─── INFORMATION PROVIDED ───

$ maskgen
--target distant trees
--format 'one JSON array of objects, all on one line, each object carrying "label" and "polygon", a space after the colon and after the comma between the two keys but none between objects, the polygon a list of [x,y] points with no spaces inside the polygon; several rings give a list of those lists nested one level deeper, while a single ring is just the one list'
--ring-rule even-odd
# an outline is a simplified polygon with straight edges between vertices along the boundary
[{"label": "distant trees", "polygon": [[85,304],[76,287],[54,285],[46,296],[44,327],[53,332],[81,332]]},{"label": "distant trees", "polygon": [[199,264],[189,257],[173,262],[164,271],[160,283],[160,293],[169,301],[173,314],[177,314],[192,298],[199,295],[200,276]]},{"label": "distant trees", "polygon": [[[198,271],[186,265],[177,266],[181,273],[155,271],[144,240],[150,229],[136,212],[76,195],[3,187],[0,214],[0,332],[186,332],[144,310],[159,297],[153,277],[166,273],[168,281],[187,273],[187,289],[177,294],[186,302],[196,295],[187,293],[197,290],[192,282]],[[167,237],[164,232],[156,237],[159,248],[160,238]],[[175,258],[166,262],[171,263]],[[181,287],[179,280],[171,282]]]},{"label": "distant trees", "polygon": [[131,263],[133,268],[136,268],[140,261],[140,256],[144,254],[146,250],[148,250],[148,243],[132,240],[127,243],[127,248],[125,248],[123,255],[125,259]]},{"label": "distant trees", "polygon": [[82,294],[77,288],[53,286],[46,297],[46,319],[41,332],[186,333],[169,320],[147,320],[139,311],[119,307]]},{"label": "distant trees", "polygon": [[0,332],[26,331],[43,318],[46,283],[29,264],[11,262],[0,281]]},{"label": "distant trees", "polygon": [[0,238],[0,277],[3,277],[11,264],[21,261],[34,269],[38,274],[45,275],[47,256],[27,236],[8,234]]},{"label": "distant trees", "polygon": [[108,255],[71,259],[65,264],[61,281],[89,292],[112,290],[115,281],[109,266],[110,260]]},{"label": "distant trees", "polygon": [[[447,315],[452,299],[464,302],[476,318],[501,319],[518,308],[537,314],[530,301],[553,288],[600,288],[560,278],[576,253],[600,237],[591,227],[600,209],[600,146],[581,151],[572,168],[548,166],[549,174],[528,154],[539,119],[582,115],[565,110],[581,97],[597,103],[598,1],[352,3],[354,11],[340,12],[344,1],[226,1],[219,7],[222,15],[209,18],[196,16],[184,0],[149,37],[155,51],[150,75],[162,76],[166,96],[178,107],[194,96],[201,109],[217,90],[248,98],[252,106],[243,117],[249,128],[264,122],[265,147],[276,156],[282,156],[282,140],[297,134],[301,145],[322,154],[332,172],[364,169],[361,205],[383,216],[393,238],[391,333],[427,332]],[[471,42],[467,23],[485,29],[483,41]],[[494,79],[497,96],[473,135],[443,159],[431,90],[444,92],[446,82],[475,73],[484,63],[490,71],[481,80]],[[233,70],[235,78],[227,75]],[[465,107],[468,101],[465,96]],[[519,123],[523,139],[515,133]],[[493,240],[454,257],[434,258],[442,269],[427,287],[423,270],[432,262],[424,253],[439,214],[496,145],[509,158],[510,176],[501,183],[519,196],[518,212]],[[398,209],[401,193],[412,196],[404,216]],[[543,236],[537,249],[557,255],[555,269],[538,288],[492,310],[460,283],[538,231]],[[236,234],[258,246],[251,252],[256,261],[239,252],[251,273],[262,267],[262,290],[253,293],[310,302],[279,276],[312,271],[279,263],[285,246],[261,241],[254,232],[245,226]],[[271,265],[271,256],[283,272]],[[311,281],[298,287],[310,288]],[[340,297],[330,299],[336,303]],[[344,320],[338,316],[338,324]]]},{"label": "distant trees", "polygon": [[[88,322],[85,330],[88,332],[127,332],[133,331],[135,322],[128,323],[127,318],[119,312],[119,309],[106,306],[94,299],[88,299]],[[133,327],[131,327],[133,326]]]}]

───

### WORK TO COMPLETE
Exactly as shown above, return all of the entries.

### REPLY TO THE EXERCISE
$ maskgen
--target distant trees
--format 'one JSON array of objects, all on one line, each object carrying "label" and "polygon", a space after the colon and after the comma between the two keys but none between objects, the polygon a list of [x,y] points with no spaces inside the polygon; several rings give a list of those lists nested one level deeper, while a single ring is just the one list'
--ring-rule even-odd
# an outline is a simplified polygon with straight edges between vertices along the boundary
[{"label": "distant trees", "polygon": [[85,304],[76,287],[54,285],[46,296],[44,327],[53,332],[81,332]]},{"label": "distant trees", "polygon": [[199,264],[189,257],[173,262],[164,271],[160,283],[160,293],[169,301],[173,314],[177,314],[192,298],[199,295],[200,276]]},{"label": "distant trees", "polygon": [[[198,271],[186,265],[177,266],[181,273],[155,271],[144,240],[150,229],[136,212],[76,195],[3,187],[0,214],[0,332],[186,332],[144,310],[159,297],[153,277],[166,273],[168,281],[187,273],[187,289],[177,294],[186,302],[196,295],[187,293],[197,290],[192,282]],[[167,237],[164,232],[156,237],[159,248],[160,238]],[[175,258],[166,262],[171,263]],[[181,287],[179,280],[171,282]]]},{"label": "distant trees", "polygon": [[131,263],[133,268],[136,268],[140,261],[140,256],[144,254],[146,250],[148,250],[148,243],[132,240],[127,243],[127,248],[125,248],[123,255],[125,259]]},{"label": "distant trees", "polygon": [[82,294],[77,288],[53,286],[46,297],[46,319],[41,332],[186,333],[169,320],[147,320],[139,311],[119,307]]},{"label": "distant trees", "polygon": [[0,332],[26,331],[43,318],[46,283],[29,264],[11,262],[0,281]]},{"label": "distant trees", "polygon": [[0,238],[0,277],[3,277],[11,264],[21,261],[34,269],[38,274],[45,275],[47,256],[27,236],[8,234]]},{"label": "distant trees", "polygon": [[108,255],[71,259],[65,264],[61,281],[89,292],[112,290],[115,281],[109,266],[110,260]]},{"label": "distant trees", "polygon": [[[447,315],[452,299],[464,302],[476,318],[501,319],[518,308],[537,314],[530,301],[553,288],[600,288],[560,278],[576,253],[600,237],[591,227],[600,209],[600,146],[581,151],[572,168],[548,166],[549,174],[528,154],[539,119],[582,115],[565,110],[581,97],[597,103],[598,1],[352,3],[354,11],[340,12],[344,1],[226,1],[219,7],[222,15],[209,18],[196,16],[184,0],[149,37],[155,51],[150,75],[162,76],[166,96],[178,107],[194,96],[201,109],[217,90],[248,98],[252,106],[243,117],[249,128],[264,122],[265,147],[276,156],[282,156],[282,140],[297,134],[301,145],[322,154],[332,172],[364,169],[361,205],[383,216],[393,238],[391,333],[427,332]],[[471,42],[467,23],[485,29],[483,41]],[[494,79],[497,96],[473,135],[443,159],[431,90],[444,92],[446,82],[475,73],[484,63],[490,71],[481,80]],[[233,70],[235,78],[227,75]],[[465,107],[468,101],[465,96]],[[519,123],[523,139],[515,133]],[[493,240],[454,257],[434,258],[442,269],[427,287],[423,270],[432,262],[424,253],[439,214],[496,145],[509,158],[510,176],[501,183],[519,196],[518,212]],[[398,209],[401,193],[412,196],[404,216]],[[543,236],[537,249],[557,255],[555,269],[538,288],[492,310],[460,283],[538,231]],[[236,234],[258,246],[251,252],[256,261],[239,252],[251,273],[262,267],[262,290],[253,293],[310,302],[279,276],[312,271],[279,263],[285,246],[261,241],[254,232],[245,226]],[[271,265],[271,256],[283,272]],[[311,281],[298,287],[310,288]],[[340,297],[330,299],[336,303]],[[344,320],[338,316],[338,324]]]},{"label": "distant trees", "polygon": [[[88,322],[85,330],[88,332],[127,332],[133,331],[135,322],[128,323],[127,318],[119,312],[119,309],[106,306],[94,299],[88,299]],[[133,327],[131,327],[133,326]]]}]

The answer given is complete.